Data for processing:

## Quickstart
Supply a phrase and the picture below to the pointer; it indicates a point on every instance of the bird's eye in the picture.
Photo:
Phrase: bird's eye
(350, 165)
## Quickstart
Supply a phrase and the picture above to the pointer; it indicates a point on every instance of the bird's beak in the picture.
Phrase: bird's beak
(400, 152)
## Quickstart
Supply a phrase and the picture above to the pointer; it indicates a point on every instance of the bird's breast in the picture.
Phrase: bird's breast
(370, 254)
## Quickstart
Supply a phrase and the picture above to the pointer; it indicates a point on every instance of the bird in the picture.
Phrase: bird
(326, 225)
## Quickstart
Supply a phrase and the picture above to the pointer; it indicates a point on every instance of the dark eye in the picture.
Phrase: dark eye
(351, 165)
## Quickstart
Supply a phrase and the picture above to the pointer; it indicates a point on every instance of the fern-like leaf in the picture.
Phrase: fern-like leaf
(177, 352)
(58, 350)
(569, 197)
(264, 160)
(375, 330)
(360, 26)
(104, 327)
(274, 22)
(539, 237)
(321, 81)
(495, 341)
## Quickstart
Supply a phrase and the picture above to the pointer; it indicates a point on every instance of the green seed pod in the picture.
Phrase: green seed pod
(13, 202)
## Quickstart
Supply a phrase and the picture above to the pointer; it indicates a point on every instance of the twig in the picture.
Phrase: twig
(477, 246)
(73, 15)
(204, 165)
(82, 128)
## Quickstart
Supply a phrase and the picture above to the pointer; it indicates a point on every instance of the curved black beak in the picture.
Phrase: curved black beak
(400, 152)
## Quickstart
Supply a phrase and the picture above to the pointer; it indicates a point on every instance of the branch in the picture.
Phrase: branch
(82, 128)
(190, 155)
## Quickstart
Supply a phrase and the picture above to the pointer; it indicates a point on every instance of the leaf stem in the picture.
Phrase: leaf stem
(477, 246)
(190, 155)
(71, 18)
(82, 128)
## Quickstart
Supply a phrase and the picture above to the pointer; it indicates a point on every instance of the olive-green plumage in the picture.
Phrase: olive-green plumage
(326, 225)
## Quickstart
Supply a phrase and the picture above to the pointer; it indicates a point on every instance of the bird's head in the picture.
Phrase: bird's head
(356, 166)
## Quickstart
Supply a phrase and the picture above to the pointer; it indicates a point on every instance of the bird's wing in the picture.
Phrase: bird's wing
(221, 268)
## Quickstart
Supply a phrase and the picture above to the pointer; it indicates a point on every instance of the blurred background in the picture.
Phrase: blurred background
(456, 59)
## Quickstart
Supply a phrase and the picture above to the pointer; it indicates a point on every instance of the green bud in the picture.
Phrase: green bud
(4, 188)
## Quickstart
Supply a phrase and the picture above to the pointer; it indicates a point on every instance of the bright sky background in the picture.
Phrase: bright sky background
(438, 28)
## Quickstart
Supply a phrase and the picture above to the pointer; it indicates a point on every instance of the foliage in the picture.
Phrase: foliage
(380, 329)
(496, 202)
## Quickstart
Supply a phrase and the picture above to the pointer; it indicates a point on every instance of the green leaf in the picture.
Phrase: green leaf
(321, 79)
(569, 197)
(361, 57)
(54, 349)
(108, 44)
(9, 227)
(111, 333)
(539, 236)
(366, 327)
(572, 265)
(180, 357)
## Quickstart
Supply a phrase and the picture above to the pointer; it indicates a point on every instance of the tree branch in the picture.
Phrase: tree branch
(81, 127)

==

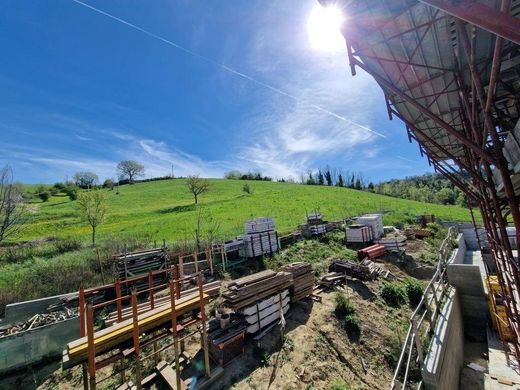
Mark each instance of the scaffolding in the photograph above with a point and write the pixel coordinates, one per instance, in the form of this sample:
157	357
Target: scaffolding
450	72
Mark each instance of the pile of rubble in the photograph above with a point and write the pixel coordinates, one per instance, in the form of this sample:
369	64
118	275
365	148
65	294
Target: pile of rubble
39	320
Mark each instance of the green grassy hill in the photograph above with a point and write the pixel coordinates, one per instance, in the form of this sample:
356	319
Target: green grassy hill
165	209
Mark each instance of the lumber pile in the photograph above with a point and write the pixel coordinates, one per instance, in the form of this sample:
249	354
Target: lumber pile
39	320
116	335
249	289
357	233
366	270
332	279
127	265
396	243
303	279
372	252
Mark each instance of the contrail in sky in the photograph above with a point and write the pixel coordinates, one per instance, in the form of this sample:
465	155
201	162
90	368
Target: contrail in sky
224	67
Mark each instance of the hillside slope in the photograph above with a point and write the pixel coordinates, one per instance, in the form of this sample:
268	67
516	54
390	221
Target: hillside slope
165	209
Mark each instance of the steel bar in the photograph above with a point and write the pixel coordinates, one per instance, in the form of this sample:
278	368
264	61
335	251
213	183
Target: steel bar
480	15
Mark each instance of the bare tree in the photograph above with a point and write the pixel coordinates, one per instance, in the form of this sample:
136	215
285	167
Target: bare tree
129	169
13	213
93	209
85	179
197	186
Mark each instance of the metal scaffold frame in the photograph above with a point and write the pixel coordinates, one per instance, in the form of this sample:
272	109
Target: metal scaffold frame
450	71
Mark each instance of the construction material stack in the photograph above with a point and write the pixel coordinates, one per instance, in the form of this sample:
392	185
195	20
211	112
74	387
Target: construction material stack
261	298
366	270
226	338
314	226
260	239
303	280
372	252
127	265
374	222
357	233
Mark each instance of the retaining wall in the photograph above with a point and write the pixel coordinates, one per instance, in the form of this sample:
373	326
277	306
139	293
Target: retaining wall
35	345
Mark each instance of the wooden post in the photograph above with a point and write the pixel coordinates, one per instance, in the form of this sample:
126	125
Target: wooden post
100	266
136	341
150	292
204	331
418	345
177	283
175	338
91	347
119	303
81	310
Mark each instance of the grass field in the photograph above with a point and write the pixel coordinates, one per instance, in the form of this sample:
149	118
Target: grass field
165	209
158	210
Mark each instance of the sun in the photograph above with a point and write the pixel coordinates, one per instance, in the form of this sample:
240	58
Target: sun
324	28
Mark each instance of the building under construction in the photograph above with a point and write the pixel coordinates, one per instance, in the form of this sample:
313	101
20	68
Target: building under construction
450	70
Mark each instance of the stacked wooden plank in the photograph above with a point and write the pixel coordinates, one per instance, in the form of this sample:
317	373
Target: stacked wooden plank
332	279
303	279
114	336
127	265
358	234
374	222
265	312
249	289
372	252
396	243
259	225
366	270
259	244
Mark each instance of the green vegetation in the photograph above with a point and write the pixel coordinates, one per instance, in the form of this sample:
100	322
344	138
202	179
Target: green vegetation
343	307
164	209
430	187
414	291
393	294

Prompt:
All that should be written out is the stretch of lines above between the one holding "bird's beak in the picture." and the one holding "stem in the picture.", inclusive, exactly as given.

Answer section:
Supply a phrase and the picture above to the pointer; it indicates a point on every instance of the bird's beak in the picture.
Phrase: bird's beak
(400, 152)
## Quickstart
Supply a phrase and the picture above to the pointer; it indicates a point on every instance of the bird's breast in the picture.
Phrase: bird's breast
(370, 254)
## Quickstart
Supply a phrase and the picture above to the pointer; it indicates a point on every instance of the bird in the picture.
Phrase: bird
(326, 225)
## Quickstart
Supply a phrase and the picture above to the pointer; it indicates a point on every instance of the dark eye in the picture.
Phrase: dark eye
(351, 165)
## Quickstart
Supply a phrase and the picture above to the pointer; it indicates a point on every instance of the fern-like leaf in the picture.
Phrase: fern-like leaf
(177, 352)
(58, 350)
(569, 197)
(264, 160)
(375, 330)
(360, 26)
(104, 327)
(274, 22)
(539, 237)
(321, 81)
(495, 341)
## Quickstart
Supply a phrase and the picture above to the pointer; it indicates a point on every instance of the green seed pod in the picture.
Phrase: green seed pod
(13, 202)
## Quickstart
Supply a phrase and the picture above to the pointer; it indicates a point on every instance of the twig in the picture.
Phrase: twig
(477, 246)
(73, 15)
(204, 165)
(82, 128)
## Quickstart
Supply a phrase and the picture above to the pointer; it indicates a point on every instance of the curved black beak in the picture.
Phrase: curved black beak
(400, 152)
## Quickstart
Supply a phrase and the picture above to the pointer; it indicates a point on every instance of the branch in the picture.
Phrase: branch
(82, 128)
(190, 155)
## Quickstart
Supply a phrase and the picture above to the pointer; it indicates a point on every instance of the leaf stem in the picture.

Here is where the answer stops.